# Concept 3: Using TfidfVectorizer from sklearn

In this notebook, we will learn about `TfidfVectorizer` from scikit-learn (sklearn), which makes calculating TF-IDF scores easy and automatic!

### What is sklearn?
- sklearn is a popular Python library for machine learning.
- It provides many built-in tools to analyze data and build models.


### What is TfidfVectorizer?
- A ready-made tool in sklearn that computes TF-IDF scores for text data.
- It automatically cleans the text and calculates important scores for words.


### Think Like Using a Power Tool
- **Manual Way:** Count words manually using loops and dictionaries.
- **sklearn Way:** Just one line of code does everything!
- It handles text cleaning, scoring, and returns ready-to-use numbers.

_Like using a calculator instead of counting on fingers! 🧮_

### Real-World Example: Content Recommendation
- Spotify analyzes song lyrics to find similar songs.
- It extracts TF-IDF vectors from lyrics.
- Compares user liked songs and recommends music based on common words!

That's how you find your new favorite songs! 🎵

### Let's Use the Professional Tool!
Time to see `TfidfVectorizer` in action.

In [None]:
from sklearn.feature_extraction.text import TfidfVectorizer

In [None]:
documents = [
    "I love machine learning",
    "Python is great for AI",
    "Machine learning with Python"

### Request 1
Please list every section heading that appears beneath the main title of the TfidfVectorizer notebook.
### Request 2
Carry the TfidfVectorizer notebook forward from its final line, keeping its style and format.

### Stored data
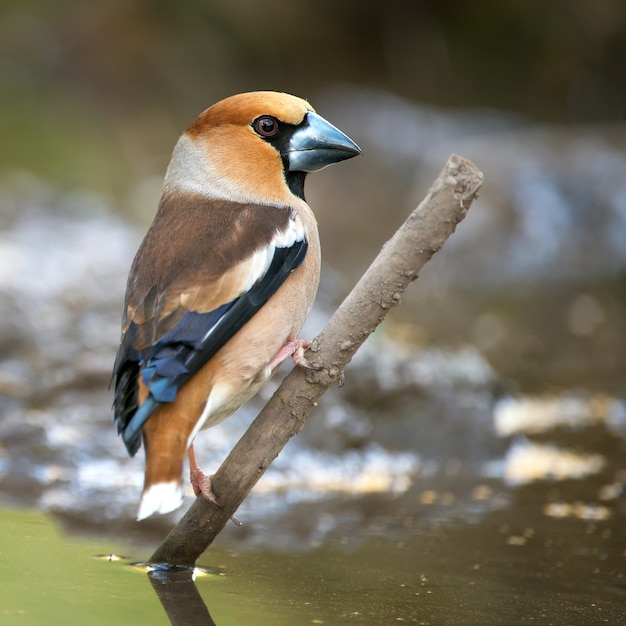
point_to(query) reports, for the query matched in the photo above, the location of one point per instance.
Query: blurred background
(504, 366)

### Task response 1
- What is sklearn?
- What is TfidfVectorizer?
- Think Like Using a Power Tool
- Real-World Example: Content Recommendation
- Let's Use the Professional Tool!

### Task response 2
]

vectorizer = TfidfVectorizer()
tfidf_matrix = vectorizer.fit_transform(documents)

print(vectorizer.get_feature_names_out())
print(tfidf_matrix.toarray())

🚀 [Open this example in Colab](https://colab.research.google.com/github/Roopesht/codeexamples/blob/main/genai/python_easy/2/concept_3.ipynb)

### TfidfVectorizer Made Simple
- **Create:** `vectorizer = TfidfVectorizer()`
- **Train:** `vectorizer.fit_transform(your_texts)`
- **Use:** Get numbers that represent your text!


### Sklearn from a Different Angle
- sklearn is like having a team of data scientists - they've already solved the hard problems for you!
- It's a simple way to do complex text analysis.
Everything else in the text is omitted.